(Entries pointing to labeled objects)
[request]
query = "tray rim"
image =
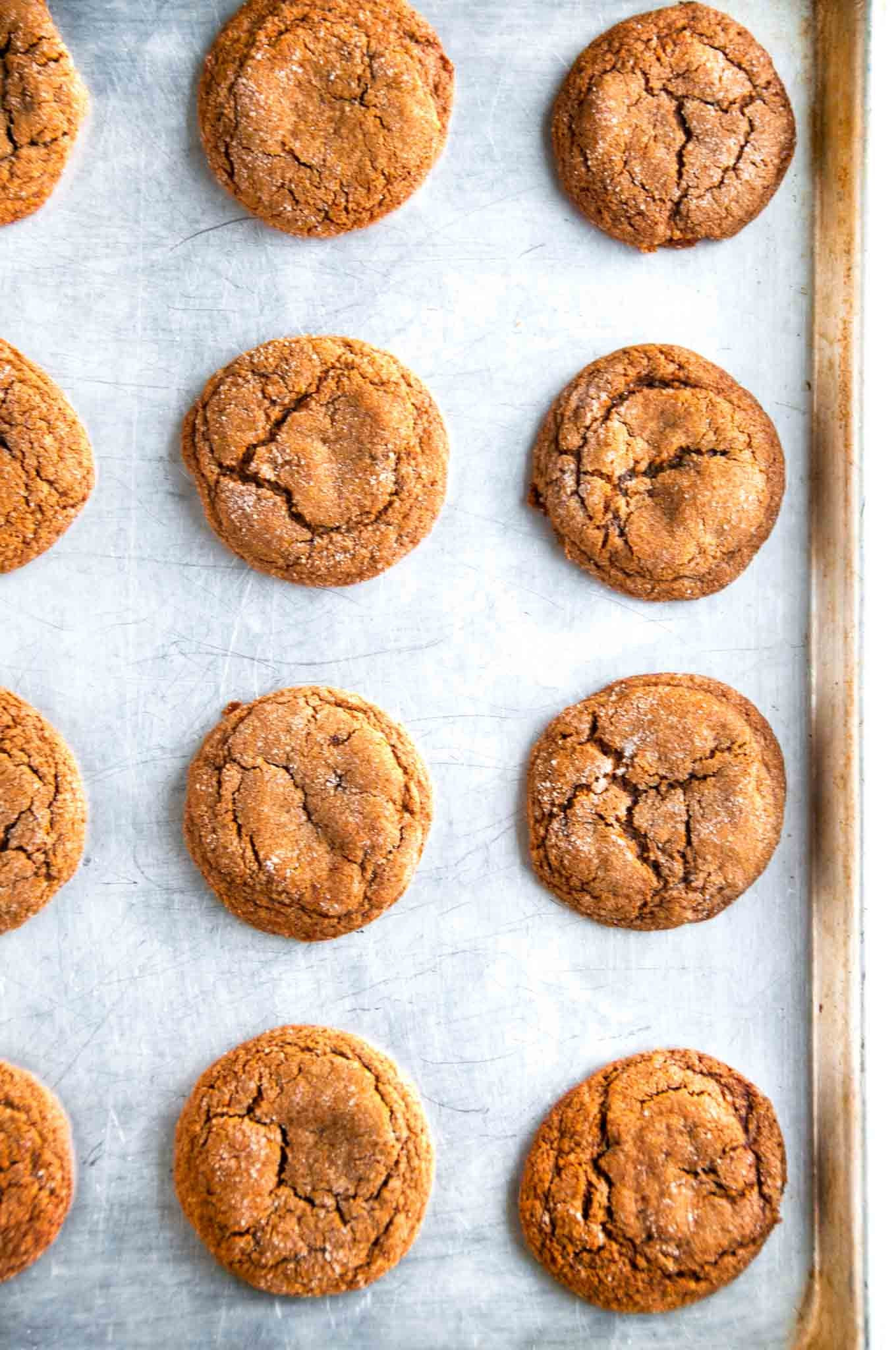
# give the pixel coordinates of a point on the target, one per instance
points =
(834, 1310)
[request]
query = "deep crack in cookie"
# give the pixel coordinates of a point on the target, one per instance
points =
(302, 1160)
(655, 802)
(42, 104)
(655, 1182)
(320, 461)
(306, 811)
(323, 117)
(673, 127)
(660, 474)
(42, 811)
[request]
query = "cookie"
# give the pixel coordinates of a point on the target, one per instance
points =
(660, 475)
(673, 127)
(655, 802)
(655, 1182)
(324, 115)
(42, 811)
(320, 461)
(42, 104)
(306, 811)
(46, 466)
(302, 1160)
(37, 1169)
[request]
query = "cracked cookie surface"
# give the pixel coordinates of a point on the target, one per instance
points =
(659, 473)
(320, 461)
(46, 466)
(302, 1160)
(322, 117)
(42, 811)
(306, 811)
(42, 104)
(655, 802)
(655, 1182)
(37, 1169)
(673, 127)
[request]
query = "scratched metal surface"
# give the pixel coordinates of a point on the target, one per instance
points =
(135, 631)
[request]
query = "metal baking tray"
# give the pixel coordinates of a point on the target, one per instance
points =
(135, 283)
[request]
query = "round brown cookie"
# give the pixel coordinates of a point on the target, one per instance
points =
(302, 1160)
(42, 811)
(655, 1182)
(655, 802)
(673, 127)
(306, 811)
(324, 115)
(37, 1169)
(660, 474)
(46, 466)
(42, 104)
(319, 459)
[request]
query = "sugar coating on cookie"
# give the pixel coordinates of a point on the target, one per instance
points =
(324, 115)
(302, 1160)
(42, 811)
(659, 473)
(42, 104)
(46, 465)
(673, 127)
(655, 1182)
(320, 461)
(306, 811)
(655, 802)
(37, 1169)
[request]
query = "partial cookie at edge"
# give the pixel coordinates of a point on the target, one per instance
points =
(655, 1182)
(350, 135)
(46, 465)
(37, 1169)
(42, 811)
(42, 105)
(659, 473)
(673, 127)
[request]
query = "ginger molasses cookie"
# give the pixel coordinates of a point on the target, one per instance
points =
(660, 474)
(46, 466)
(324, 115)
(306, 811)
(42, 104)
(655, 1182)
(37, 1169)
(673, 127)
(320, 461)
(655, 802)
(42, 811)
(304, 1163)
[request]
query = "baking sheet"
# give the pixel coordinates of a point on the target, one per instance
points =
(139, 279)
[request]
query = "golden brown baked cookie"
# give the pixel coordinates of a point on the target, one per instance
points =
(42, 104)
(673, 127)
(304, 1163)
(324, 115)
(660, 474)
(655, 1182)
(46, 466)
(37, 1169)
(42, 811)
(306, 811)
(655, 802)
(320, 461)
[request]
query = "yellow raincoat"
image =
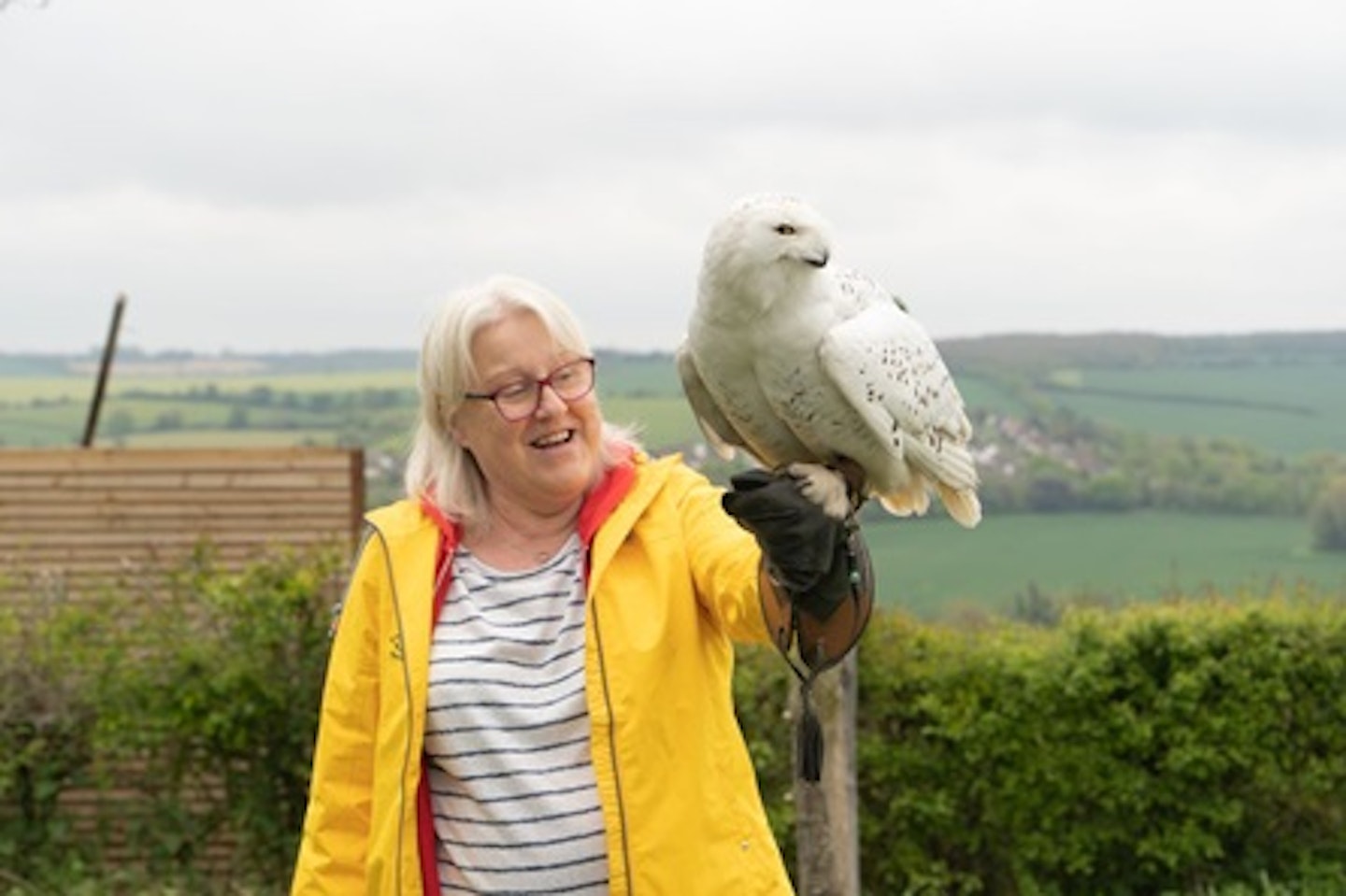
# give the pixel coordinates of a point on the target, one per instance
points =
(672, 583)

(What the task asks) Which lines of the material contain the word "baking"? List every one of them, matching case exactly.

(Correct result)
query = "metal baking tray"
query = "baking sheet"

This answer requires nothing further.